Es casi un lugar común advertir que el Perú es un país de media tabla en el mundo en cuanto a indicadores de desarrollo y que si África no existiera descenderíamos a los sótanos. También es evidente que cuando nos tienta fantasear con una cercanía a los países desarrollados, le prestamos más atención a los reportajes sobre nuestra macroeconomía, nuestras reservas y nuestra disciplina fiscal. Pero por cada jalón del lado optimista de la soga no demora en sentirse el lastre del otro extremo de la realidad.
****************************************
● **TAREA A**
Responde estas preguntas con lo que dice el fragmento sobre el Perú:
(i) ¿Qué lugar ocupa el Perú en el mundo en indicadores de desarrollo?
(ii) ¿Qué le pasaría al Perú si África no existiera?
(iii) ¿A qué reportajes se les presta más atención cuando se fantasea con estar cerca de los países desarrollados?
● **TAREA B**
Sigue escribiendo el fragmento sobre el Perú después de su última oración.

● **DATOS GUARDADOS**
****************************************
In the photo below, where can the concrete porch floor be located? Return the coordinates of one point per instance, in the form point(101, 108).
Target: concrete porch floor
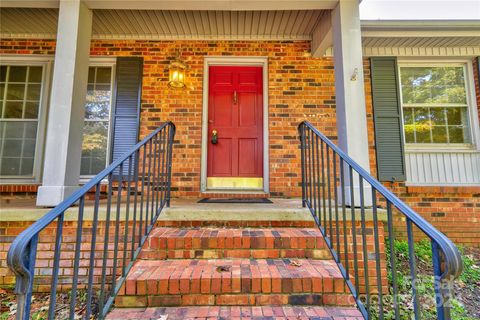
point(182, 210)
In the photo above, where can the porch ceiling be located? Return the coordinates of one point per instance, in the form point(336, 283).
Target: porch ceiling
point(170, 24)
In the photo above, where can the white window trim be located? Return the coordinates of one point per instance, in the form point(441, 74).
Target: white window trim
point(471, 105)
point(46, 63)
point(105, 62)
point(467, 149)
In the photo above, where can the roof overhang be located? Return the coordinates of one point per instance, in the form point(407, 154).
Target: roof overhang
point(233, 5)
point(390, 36)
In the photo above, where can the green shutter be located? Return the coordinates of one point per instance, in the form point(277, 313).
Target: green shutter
point(128, 92)
point(387, 119)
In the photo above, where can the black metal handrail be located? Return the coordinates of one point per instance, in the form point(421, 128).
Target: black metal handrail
point(327, 170)
point(143, 178)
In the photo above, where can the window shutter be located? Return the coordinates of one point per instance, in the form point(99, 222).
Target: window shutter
point(128, 92)
point(387, 119)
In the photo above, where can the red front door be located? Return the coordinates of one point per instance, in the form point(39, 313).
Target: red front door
point(235, 113)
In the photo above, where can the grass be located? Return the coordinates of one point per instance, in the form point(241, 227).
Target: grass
point(424, 283)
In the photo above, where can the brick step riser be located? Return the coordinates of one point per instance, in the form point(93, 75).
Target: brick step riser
point(151, 254)
point(235, 224)
point(224, 283)
point(297, 299)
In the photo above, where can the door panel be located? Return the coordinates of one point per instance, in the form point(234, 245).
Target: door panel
point(247, 103)
point(223, 153)
point(247, 149)
point(222, 116)
point(235, 111)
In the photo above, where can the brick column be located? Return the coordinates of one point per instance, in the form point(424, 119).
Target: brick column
point(67, 105)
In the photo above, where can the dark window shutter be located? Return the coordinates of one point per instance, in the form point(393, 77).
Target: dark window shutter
point(128, 92)
point(387, 119)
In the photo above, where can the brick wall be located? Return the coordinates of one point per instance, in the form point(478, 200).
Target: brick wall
point(300, 87)
point(453, 210)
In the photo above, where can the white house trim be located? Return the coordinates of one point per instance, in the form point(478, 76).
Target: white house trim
point(234, 61)
point(46, 63)
point(444, 164)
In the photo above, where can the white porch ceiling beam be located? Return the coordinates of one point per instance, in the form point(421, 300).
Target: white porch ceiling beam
point(235, 5)
point(322, 36)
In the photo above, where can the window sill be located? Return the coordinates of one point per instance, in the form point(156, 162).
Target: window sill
point(438, 189)
point(444, 148)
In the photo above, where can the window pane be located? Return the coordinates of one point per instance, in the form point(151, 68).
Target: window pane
point(423, 134)
point(433, 85)
point(437, 115)
point(15, 91)
point(31, 110)
point(3, 73)
point(104, 75)
point(91, 75)
point(13, 109)
point(33, 92)
point(94, 148)
point(17, 74)
point(456, 134)
point(457, 116)
point(97, 111)
point(35, 74)
point(17, 143)
point(439, 134)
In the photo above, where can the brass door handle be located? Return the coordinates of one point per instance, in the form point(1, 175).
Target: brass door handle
point(214, 137)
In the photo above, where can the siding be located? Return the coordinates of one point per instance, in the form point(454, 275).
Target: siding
point(443, 168)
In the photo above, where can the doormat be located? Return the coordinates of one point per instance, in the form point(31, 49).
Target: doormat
point(235, 200)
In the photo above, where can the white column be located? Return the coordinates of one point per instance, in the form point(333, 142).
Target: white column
point(67, 104)
point(350, 92)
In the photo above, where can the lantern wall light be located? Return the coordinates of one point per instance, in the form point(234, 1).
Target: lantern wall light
point(176, 73)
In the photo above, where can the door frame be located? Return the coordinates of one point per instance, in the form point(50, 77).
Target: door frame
point(234, 61)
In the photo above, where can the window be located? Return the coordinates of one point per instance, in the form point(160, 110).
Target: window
point(95, 147)
point(435, 104)
point(20, 105)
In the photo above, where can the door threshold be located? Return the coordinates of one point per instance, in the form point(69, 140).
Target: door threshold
point(230, 191)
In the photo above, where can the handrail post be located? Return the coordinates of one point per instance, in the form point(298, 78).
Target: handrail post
point(169, 166)
point(301, 132)
point(24, 283)
point(442, 286)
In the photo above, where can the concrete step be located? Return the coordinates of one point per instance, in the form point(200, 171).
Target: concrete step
point(214, 243)
point(280, 213)
point(153, 283)
point(237, 312)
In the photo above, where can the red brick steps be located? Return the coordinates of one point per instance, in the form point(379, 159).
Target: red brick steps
point(246, 312)
point(233, 282)
point(214, 243)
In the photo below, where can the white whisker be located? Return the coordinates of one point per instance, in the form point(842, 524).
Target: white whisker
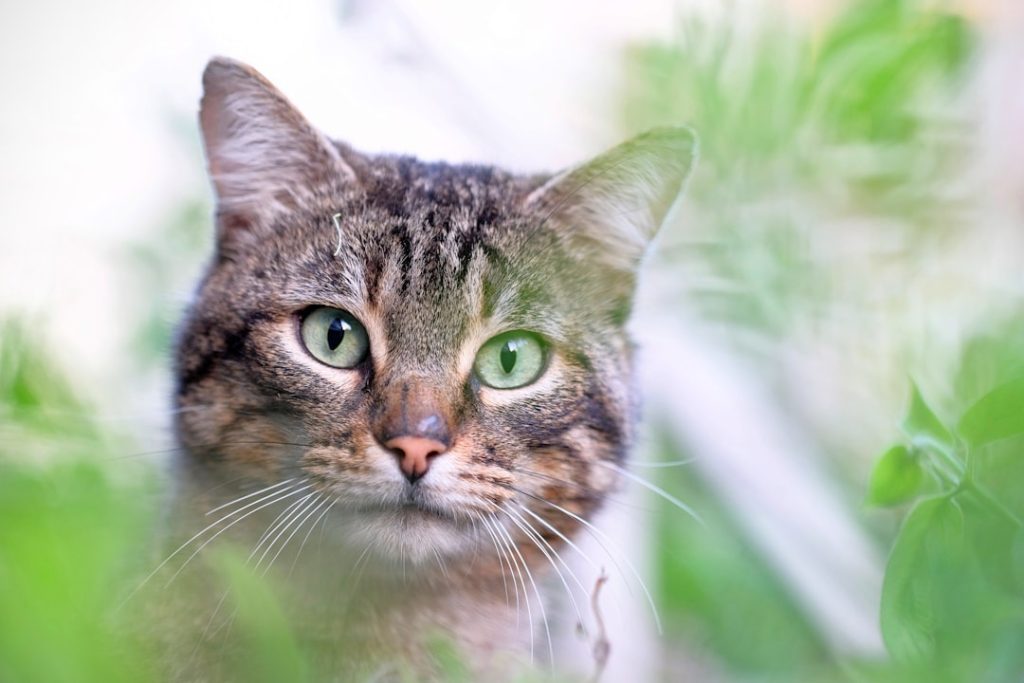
point(214, 537)
point(545, 547)
point(598, 536)
point(248, 496)
point(537, 592)
point(654, 488)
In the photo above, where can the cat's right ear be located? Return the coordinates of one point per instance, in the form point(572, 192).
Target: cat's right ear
point(263, 156)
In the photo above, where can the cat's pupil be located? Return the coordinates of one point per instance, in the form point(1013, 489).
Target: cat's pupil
point(508, 357)
point(336, 333)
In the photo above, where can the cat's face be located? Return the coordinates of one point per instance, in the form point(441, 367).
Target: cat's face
point(429, 347)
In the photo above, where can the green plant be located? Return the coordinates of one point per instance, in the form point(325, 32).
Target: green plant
point(952, 603)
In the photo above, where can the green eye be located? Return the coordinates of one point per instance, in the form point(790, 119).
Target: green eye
point(335, 337)
point(510, 360)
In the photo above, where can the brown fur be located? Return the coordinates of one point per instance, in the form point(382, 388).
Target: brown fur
point(435, 259)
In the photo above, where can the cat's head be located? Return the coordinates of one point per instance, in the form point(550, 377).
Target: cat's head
point(424, 344)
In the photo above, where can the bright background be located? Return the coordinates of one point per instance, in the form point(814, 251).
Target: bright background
point(855, 221)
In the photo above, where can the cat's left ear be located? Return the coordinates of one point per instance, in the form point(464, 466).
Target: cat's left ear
point(264, 157)
point(612, 206)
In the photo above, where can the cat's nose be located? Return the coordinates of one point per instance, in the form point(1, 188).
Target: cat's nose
point(415, 454)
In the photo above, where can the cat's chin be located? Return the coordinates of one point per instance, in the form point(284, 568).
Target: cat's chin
point(410, 535)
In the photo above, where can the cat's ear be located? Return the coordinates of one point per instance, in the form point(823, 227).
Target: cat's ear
point(612, 206)
point(263, 156)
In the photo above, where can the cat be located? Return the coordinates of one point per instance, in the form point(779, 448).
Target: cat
point(428, 361)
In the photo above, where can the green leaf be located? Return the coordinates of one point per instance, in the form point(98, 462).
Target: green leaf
point(897, 477)
point(915, 578)
point(922, 423)
point(997, 415)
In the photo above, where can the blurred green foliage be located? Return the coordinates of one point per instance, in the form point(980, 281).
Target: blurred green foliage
point(803, 129)
point(952, 604)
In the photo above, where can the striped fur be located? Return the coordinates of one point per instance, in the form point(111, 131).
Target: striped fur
point(435, 259)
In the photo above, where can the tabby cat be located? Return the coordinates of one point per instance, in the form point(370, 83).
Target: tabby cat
point(425, 363)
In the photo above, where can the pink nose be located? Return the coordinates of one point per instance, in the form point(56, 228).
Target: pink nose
point(415, 454)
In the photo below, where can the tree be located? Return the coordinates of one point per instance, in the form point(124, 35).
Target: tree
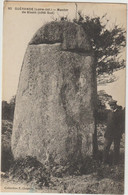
point(106, 43)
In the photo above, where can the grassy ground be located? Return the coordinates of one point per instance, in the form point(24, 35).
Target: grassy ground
point(104, 179)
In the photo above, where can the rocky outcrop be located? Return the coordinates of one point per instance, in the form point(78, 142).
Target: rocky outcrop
point(55, 102)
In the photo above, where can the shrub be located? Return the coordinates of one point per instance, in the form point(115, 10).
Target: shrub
point(29, 169)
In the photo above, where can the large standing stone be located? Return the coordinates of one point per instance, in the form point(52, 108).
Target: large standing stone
point(54, 114)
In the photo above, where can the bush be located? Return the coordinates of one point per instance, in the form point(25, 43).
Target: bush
point(29, 169)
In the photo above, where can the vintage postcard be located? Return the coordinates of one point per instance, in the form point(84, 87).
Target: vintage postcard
point(63, 97)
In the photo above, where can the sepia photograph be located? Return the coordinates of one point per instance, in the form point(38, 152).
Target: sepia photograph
point(63, 97)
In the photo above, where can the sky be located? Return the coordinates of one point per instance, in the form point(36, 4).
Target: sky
point(20, 27)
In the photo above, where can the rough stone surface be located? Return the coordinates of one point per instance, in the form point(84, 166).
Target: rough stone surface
point(54, 114)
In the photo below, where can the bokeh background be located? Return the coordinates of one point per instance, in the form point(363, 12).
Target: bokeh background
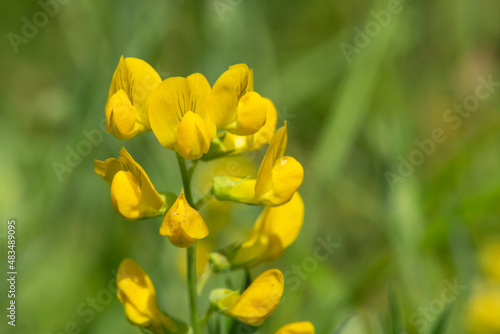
point(404, 232)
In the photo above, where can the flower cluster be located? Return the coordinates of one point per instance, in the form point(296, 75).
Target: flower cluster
point(203, 122)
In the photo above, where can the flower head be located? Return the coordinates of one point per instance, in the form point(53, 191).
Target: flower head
point(278, 178)
point(233, 104)
point(179, 117)
point(182, 224)
point(483, 311)
point(228, 143)
point(276, 229)
point(489, 256)
point(256, 303)
point(132, 194)
point(303, 327)
point(128, 98)
point(138, 297)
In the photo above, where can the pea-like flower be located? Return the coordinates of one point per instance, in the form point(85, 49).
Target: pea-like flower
point(179, 115)
point(303, 327)
point(138, 297)
point(278, 178)
point(182, 224)
point(256, 303)
point(276, 229)
point(132, 193)
point(229, 144)
point(128, 99)
point(233, 104)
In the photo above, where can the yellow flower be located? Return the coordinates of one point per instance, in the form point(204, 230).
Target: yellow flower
point(278, 178)
point(138, 297)
point(489, 256)
point(228, 144)
point(304, 327)
point(256, 303)
point(483, 312)
point(127, 105)
point(182, 224)
point(233, 104)
point(179, 115)
point(132, 194)
point(276, 229)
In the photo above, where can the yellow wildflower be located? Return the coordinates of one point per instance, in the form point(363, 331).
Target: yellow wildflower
point(303, 327)
point(259, 300)
point(489, 257)
point(127, 104)
point(132, 194)
point(233, 104)
point(182, 224)
point(229, 144)
point(276, 229)
point(138, 297)
point(179, 115)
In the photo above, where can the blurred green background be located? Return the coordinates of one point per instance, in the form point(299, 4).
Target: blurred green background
point(352, 120)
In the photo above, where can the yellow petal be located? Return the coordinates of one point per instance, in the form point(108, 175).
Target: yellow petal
point(251, 111)
point(234, 189)
point(489, 256)
point(173, 99)
point(136, 293)
point(226, 92)
point(193, 137)
point(287, 176)
point(127, 105)
point(304, 327)
point(126, 195)
point(234, 144)
point(276, 229)
point(260, 299)
point(138, 297)
point(264, 135)
point(132, 193)
point(275, 151)
point(108, 168)
point(182, 224)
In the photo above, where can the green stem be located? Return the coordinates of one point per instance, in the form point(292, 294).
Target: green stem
point(204, 278)
point(190, 251)
point(206, 317)
point(193, 296)
point(186, 179)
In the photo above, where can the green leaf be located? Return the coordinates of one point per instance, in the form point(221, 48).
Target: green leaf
point(343, 325)
point(442, 321)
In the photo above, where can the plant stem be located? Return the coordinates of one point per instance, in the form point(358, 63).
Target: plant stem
point(193, 296)
point(190, 251)
point(186, 179)
point(204, 278)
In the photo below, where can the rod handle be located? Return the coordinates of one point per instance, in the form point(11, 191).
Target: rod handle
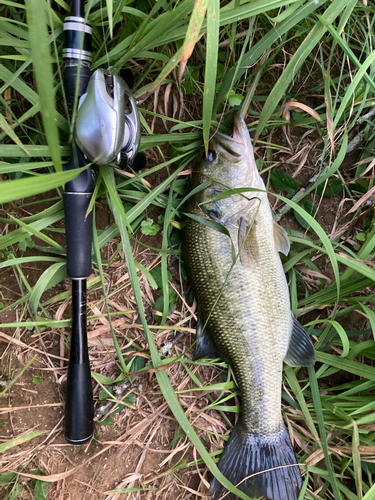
point(79, 410)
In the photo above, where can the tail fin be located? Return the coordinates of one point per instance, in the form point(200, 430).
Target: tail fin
point(248, 455)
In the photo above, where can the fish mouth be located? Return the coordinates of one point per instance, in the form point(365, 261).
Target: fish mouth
point(233, 148)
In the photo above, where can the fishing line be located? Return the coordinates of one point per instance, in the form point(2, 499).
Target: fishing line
point(109, 68)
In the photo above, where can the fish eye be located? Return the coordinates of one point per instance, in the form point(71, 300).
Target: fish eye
point(211, 156)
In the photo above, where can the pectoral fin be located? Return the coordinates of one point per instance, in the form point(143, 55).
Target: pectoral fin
point(247, 243)
point(282, 243)
point(301, 351)
point(205, 347)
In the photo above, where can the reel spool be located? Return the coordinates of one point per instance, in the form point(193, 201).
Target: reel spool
point(108, 123)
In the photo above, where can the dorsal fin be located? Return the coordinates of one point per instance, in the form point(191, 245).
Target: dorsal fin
point(282, 243)
point(301, 350)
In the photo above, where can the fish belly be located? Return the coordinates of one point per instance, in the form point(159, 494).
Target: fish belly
point(249, 320)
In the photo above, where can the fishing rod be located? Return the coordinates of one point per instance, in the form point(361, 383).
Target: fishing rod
point(106, 130)
point(79, 409)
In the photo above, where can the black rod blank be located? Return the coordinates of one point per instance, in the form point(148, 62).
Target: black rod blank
point(79, 409)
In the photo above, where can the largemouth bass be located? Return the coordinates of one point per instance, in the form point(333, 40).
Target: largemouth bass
point(243, 300)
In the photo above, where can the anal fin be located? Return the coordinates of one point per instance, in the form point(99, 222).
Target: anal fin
point(301, 350)
point(205, 347)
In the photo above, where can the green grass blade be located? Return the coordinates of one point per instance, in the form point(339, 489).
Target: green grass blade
point(212, 49)
point(322, 431)
point(38, 37)
point(22, 188)
point(276, 94)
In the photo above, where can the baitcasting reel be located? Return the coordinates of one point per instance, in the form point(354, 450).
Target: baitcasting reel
point(108, 124)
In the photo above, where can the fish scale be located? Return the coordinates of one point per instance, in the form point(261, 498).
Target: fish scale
point(244, 306)
point(251, 332)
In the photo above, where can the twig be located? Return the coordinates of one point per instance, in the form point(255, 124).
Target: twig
point(351, 147)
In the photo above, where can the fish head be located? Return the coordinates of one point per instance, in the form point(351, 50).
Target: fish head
point(229, 164)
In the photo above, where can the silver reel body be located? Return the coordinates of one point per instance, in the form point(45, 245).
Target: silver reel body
point(108, 124)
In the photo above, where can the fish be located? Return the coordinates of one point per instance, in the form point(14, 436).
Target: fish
point(231, 245)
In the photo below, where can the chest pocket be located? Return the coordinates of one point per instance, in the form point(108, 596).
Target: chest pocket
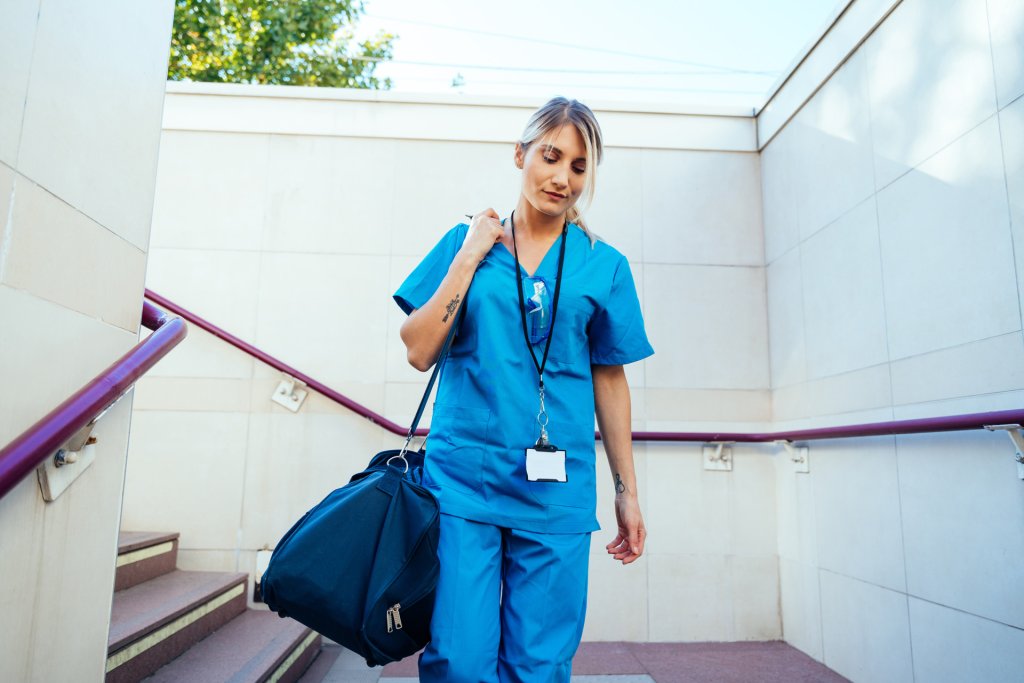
point(457, 445)
point(568, 335)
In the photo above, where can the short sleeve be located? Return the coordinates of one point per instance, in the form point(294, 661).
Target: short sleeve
point(616, 331)
point(423, 282)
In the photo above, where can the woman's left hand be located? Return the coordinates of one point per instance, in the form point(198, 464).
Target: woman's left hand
point(628, 545)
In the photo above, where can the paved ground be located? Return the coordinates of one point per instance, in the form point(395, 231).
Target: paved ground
point(771, 662)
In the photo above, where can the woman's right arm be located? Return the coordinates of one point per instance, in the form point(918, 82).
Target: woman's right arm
point(425, 329)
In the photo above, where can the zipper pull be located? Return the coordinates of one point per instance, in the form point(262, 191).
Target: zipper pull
point(397, 616)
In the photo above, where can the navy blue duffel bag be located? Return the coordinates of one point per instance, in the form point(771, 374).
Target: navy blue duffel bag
point(361, 566)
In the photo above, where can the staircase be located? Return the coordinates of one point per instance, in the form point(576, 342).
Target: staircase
point(168, 625)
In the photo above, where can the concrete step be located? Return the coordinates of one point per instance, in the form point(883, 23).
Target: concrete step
point(157, 621)
point(144, 555)
point(254, 647)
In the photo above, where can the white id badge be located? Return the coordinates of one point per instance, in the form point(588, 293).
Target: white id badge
point(546, 465)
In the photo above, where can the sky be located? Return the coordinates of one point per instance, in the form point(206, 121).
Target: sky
point(717, 52)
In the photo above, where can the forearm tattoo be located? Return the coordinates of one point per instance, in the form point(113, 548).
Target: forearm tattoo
point(451, 307)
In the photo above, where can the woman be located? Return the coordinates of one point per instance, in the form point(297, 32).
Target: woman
point(551, 317)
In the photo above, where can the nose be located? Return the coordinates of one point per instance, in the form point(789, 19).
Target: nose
point(560, 176)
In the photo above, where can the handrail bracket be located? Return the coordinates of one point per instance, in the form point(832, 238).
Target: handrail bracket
point(290, 393)
point(1016, 435)
point(718, 456)
point(800, 456)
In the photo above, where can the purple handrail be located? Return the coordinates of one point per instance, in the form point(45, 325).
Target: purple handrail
point(42, 439)
point(320, 387)
point(952, 423)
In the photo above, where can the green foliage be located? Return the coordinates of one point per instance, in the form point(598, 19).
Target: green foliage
point(287, 42)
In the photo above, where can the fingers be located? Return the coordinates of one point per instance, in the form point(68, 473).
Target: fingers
point(628, 546)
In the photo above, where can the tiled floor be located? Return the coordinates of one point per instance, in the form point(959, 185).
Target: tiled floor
point(771, 662)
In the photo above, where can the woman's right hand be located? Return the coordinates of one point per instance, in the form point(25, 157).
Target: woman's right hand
point(484, 231)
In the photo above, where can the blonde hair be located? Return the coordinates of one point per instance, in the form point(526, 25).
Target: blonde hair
point(547, 120)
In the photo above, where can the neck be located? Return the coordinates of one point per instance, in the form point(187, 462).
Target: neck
point(534, 224)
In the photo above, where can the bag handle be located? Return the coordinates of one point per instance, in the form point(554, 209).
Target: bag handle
point(441, 357)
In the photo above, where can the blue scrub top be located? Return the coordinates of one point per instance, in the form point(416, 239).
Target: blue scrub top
point(484, 414)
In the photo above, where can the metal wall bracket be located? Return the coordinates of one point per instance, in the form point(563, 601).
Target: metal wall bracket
point(718, 456)
point(57, 473)
point(799, 455)
point(290, 393)
point(72, 459)
point(1014, 431)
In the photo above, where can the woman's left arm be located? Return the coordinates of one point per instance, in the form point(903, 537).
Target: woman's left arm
point(611, 402)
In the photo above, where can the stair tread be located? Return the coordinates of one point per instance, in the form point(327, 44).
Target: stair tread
****************************************
● **RESPUESTA ESCRITA A**
(i) Es un país de media tabla.
(ii) Descendería a los sótanos.
(iii) A los reportajes sobre su macroeconomía, sus reservas y su disciplina fiscal.

● **RESPUESTA ESCRITA B**
Lo acabo de constatar al leer una advertencia del “Financial Times”, que señala que Sudamérica es un emergente epicentro global del COVID-19 y que, específicamente, el Perú podría estar peleando en este momento contra el brote más severo del planeta. Razones históricas para ser el centro de esta noticia hay varias, pero quizá sean dos los troncos de los que se ramifica el resto: la corrupción en la que suelen nadar nuestros decisores –y que permea a toda la sociedad– y la falta de acuerdo entre nuestros poderes y representantes para obviar sus diferencias y centrarse en sus coincidencias. “Mucha corrupción y poca institución”, sería el título de nuestro alegórico y patético libro, con miles de historias de descalabros en transporte, gestión ambiental, gestión urbana, salud y educación.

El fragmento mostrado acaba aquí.